++++ Passage shown

A Hot Sauce Tale

Blame it on the exotic zoo manure.

A friend of mine mentioned that his mother, Fran, had some extra jalapeños. I adore Fran — I used to help her plant vegetables in the blazing hot sun on a hardscrabble patch of land that she turned into an organic garden — improbably set in the middle of a zoo for semi-retired showbiz animals. I’m not making this up. The garden was surprisingly prolific — and we attributed this in a big way to the exotic zoo manure. Our major worries were the somewhat disturbing frequency of breakouts; the peacocks would make short work of the tender pea shoots, the goats, too. When the lion cubs escaped to chase the goats? Well, that was just chaos.

At any rate, last year a chef down in Greenville asked Fran to grow him some jalapeños. Then he flaked, leaving Fran with a bunch of unclaimed peppers. Her son helpfully suggested that I take them — after all, I am sort of the foster mom to scraps. Extra berries? Dump ‘em on me and you might get a jar of jam back. Just try to discard bones or shrimp shells around me, and you might get a good-natured discussion about how to make stocks out of your supposed “garbage.” My friends and family call this “lecturing.”

I’m not sure what the original estimate was on just how many peppers Fran was trying to unload, but her son showed up at my house with a pickup truck, its bed pretty much filled with cases of peppers. I suggested he might want to keep a few for himself, but being the ever-generous friend that he is, he gave me every last damn pepper — plus a couple of cases of semi-rotten tomatoes, a bag of onions and about 50 heads of garlic, dirt still clinging to them.

++++++++

Duplicate the hot sauce story, everything from "A Hot Sauce" down to "was just chaos.". The data that comes next has nothing to do with this.

++++ Exercise data

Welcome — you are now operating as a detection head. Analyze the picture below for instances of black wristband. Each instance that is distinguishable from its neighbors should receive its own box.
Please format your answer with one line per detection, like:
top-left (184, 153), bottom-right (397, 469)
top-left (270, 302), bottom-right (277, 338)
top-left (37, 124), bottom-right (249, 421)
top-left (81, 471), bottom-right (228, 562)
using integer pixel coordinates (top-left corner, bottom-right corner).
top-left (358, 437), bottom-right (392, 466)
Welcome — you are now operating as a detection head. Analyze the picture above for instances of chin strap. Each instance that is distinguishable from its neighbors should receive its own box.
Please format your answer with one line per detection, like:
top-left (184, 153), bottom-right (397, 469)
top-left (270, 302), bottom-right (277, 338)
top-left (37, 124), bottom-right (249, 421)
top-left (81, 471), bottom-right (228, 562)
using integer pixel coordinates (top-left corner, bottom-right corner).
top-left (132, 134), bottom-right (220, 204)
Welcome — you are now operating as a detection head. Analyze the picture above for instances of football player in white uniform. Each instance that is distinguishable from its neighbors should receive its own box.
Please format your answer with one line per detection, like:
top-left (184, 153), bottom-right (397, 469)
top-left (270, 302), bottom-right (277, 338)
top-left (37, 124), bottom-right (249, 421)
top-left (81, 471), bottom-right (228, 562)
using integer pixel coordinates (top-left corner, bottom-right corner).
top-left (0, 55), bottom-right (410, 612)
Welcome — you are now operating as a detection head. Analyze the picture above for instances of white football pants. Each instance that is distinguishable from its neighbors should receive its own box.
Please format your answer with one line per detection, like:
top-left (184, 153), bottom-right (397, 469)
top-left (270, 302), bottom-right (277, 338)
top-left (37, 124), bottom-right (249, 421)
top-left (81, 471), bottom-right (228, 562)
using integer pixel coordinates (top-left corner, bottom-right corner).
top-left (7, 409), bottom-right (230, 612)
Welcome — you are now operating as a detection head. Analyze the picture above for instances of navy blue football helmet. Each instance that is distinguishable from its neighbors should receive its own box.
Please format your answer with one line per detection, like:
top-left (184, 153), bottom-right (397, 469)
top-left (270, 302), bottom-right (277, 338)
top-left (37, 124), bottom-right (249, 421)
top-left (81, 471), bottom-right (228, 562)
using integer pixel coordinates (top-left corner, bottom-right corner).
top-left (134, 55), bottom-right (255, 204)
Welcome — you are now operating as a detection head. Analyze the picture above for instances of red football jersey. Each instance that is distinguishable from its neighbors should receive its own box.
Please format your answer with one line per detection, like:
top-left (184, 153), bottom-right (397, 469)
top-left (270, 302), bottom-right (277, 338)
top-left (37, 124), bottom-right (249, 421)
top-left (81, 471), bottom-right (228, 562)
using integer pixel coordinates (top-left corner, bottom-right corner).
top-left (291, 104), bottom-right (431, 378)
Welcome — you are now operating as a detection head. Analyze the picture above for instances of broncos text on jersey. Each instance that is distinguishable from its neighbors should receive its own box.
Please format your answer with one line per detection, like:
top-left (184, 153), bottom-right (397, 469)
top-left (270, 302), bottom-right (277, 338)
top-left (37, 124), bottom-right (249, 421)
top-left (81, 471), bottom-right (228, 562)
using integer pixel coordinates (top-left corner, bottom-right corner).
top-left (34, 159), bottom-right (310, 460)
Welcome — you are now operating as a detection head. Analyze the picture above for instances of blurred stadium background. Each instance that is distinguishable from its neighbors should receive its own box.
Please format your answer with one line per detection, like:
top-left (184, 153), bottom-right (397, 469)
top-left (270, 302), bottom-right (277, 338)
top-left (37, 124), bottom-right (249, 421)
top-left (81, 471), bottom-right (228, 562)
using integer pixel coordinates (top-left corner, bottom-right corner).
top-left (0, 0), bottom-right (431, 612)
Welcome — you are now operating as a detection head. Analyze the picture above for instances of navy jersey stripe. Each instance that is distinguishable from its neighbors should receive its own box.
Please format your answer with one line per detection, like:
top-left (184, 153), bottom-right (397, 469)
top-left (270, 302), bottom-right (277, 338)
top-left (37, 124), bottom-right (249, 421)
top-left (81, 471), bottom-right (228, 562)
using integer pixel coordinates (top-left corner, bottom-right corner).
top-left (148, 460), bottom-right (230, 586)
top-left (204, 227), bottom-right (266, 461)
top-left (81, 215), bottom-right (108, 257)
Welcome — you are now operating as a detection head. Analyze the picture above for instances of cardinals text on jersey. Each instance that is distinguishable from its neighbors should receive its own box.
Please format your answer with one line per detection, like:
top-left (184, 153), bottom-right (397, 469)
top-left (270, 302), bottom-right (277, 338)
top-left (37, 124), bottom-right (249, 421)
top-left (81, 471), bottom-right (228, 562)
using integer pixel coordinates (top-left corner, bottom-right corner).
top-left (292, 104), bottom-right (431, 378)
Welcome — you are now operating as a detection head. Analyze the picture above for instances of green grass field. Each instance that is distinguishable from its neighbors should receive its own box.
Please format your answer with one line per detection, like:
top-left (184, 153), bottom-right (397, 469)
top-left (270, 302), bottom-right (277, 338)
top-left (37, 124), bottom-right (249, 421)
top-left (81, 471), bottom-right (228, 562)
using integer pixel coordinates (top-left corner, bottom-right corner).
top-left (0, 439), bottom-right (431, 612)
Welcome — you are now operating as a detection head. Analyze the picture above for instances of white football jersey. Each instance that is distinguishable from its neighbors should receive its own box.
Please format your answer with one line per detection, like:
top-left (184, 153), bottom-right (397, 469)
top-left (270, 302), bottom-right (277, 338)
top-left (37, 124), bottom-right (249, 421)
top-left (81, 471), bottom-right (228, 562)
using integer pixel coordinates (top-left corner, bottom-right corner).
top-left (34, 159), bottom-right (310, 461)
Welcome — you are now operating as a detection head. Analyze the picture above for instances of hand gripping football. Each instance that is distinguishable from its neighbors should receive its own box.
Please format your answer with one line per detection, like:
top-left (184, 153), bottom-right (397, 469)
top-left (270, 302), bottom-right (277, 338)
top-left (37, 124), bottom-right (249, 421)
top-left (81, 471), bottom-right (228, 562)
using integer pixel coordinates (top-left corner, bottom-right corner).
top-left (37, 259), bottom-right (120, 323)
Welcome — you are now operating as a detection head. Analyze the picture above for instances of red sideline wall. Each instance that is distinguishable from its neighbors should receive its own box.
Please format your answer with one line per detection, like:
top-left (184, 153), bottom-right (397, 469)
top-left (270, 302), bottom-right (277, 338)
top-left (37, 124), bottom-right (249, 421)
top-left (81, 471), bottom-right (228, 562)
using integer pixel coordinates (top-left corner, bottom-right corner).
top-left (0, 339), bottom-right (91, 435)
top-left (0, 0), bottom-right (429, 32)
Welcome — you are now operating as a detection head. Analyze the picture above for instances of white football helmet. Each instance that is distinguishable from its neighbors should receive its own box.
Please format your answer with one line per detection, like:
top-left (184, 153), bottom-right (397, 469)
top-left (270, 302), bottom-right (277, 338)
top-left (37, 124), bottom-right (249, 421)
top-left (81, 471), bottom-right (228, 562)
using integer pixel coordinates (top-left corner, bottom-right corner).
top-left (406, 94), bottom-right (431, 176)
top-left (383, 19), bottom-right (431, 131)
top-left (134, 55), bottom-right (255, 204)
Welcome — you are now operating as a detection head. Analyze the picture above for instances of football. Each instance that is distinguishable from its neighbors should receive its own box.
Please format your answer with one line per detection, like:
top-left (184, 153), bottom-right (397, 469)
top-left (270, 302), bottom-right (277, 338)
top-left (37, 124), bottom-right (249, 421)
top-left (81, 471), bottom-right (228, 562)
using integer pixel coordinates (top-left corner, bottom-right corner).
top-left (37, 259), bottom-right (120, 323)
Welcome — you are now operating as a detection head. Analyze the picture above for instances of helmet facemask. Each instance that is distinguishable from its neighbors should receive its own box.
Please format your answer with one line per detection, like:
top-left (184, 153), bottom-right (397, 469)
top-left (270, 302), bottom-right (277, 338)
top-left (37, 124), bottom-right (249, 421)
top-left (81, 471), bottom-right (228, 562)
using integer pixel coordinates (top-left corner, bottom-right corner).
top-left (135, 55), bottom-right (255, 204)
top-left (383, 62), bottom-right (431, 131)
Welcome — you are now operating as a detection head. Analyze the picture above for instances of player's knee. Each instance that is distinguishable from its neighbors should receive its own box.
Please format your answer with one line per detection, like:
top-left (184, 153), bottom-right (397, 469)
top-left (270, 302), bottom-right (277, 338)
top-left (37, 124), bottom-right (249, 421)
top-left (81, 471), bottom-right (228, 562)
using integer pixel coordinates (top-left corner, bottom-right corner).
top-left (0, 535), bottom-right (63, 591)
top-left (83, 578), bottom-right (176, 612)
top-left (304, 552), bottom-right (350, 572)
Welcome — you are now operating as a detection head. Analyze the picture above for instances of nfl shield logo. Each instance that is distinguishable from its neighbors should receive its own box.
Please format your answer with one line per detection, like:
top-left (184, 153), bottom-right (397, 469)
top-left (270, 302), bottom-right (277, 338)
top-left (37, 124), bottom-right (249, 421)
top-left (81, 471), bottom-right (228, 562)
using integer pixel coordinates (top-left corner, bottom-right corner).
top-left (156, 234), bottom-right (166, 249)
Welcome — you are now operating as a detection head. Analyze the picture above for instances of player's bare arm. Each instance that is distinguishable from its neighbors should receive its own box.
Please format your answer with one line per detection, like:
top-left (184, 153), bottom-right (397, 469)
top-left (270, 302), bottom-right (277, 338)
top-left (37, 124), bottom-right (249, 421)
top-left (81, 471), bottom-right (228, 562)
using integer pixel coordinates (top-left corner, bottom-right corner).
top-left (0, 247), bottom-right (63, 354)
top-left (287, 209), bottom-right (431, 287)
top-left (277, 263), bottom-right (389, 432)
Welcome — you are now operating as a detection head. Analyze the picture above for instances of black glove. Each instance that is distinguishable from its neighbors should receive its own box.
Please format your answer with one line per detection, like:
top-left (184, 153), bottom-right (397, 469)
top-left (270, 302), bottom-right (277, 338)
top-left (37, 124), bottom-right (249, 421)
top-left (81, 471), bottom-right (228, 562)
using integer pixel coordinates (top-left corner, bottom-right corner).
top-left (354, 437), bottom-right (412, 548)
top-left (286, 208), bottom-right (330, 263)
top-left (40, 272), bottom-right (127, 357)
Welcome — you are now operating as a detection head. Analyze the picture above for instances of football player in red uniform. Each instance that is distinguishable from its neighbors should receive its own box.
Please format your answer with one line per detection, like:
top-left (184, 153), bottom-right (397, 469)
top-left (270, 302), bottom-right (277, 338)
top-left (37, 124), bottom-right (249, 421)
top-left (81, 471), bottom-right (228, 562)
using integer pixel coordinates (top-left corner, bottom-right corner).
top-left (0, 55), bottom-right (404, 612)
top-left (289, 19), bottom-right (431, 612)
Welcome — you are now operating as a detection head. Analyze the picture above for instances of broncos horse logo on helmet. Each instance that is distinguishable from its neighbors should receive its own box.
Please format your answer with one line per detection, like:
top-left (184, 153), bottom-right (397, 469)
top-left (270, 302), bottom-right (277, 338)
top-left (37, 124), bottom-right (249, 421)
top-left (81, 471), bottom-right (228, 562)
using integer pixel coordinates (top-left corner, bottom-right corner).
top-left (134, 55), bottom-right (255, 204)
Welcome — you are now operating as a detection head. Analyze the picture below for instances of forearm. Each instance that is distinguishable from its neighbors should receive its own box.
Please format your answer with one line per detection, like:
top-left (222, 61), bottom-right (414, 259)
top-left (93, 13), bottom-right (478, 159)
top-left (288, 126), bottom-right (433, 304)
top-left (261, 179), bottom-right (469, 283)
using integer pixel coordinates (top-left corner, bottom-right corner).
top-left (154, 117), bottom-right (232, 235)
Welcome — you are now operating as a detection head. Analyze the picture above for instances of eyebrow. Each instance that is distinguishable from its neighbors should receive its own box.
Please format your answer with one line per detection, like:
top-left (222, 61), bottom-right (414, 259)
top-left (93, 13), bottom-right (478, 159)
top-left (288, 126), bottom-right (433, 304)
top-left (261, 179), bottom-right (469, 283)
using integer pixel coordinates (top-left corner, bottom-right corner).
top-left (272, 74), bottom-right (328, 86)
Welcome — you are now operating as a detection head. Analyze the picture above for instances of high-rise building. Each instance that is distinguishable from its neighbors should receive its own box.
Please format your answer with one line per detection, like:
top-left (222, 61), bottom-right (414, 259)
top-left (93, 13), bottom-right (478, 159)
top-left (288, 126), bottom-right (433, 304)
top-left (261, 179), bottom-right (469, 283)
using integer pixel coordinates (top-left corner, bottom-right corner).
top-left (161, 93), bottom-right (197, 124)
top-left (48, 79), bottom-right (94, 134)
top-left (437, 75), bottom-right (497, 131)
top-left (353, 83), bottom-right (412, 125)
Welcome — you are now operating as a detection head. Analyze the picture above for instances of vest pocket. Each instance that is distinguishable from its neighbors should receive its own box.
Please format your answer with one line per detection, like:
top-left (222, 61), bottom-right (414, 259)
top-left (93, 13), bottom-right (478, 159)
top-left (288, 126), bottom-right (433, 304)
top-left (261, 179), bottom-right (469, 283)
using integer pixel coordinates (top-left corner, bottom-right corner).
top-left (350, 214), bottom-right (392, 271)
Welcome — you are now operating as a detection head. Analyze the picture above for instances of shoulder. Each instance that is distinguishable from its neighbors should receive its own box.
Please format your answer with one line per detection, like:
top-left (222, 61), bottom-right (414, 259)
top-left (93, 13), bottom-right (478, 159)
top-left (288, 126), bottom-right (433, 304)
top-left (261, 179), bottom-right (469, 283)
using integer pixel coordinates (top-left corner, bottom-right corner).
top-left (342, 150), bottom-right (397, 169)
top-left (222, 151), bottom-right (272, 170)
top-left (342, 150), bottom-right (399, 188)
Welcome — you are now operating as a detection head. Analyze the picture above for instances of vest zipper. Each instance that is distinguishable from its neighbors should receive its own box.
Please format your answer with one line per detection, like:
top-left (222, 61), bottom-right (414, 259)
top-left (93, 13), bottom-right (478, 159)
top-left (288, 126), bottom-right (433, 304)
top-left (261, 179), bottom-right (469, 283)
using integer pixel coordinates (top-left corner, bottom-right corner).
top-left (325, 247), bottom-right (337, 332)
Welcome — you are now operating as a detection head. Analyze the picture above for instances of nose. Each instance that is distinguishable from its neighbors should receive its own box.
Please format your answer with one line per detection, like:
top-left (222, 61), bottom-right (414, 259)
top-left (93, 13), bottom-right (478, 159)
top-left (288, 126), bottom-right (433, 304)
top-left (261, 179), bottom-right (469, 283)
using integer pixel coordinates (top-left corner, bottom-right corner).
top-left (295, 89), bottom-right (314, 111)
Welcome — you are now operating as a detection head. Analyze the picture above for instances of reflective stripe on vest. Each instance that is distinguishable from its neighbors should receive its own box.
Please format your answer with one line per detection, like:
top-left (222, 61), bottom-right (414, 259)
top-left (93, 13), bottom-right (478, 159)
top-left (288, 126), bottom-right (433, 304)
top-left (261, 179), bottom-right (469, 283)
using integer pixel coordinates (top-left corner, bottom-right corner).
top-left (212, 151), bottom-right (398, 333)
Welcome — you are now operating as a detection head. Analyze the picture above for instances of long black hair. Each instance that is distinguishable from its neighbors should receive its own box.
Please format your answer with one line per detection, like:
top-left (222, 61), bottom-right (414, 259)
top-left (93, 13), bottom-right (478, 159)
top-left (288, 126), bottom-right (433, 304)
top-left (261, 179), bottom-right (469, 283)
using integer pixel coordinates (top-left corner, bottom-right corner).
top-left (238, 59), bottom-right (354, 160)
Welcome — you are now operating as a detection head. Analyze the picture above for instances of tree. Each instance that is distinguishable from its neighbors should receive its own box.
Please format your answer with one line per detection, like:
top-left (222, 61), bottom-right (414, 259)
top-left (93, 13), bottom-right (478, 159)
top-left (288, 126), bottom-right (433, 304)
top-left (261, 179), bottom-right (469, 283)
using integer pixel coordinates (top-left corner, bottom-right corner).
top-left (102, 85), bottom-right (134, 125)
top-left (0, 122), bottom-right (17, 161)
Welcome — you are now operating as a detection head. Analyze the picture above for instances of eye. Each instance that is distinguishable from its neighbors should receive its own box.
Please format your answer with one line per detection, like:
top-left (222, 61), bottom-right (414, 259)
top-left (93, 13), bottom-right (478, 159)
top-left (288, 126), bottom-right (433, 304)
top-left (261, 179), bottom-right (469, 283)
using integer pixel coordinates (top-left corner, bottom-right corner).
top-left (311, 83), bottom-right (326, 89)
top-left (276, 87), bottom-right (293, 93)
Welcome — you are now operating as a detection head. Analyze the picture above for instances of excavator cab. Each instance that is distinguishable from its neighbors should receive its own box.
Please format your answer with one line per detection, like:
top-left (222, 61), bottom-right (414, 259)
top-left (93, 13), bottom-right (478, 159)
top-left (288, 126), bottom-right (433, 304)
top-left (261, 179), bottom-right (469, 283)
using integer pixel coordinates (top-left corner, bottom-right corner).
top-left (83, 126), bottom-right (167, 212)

++++++++

Task output:
A Hot Sauce Tale

Blame it on the exotic zoo manure.

A friend of mine mentioned that his mother, Fran, had some extra jalapeños. I adore Fran — I used to help her plant vegetables in the blazing hot sun on a hardscrabble patch of land that she turned into an organic garden — improbably set in the middle of a zoo for semi-retired showbiz animals. I’m not making this up. The garden was surprisingly prolific — and we attributed this in a big way to the exotic zoo manure. Our major worries were the somewhat disturbing frequency of breakouts; the peacocks would make short work of the tender pea shoots, the goats, too. When the lion cubs escaped to chase the goats? Well, that was just chaos.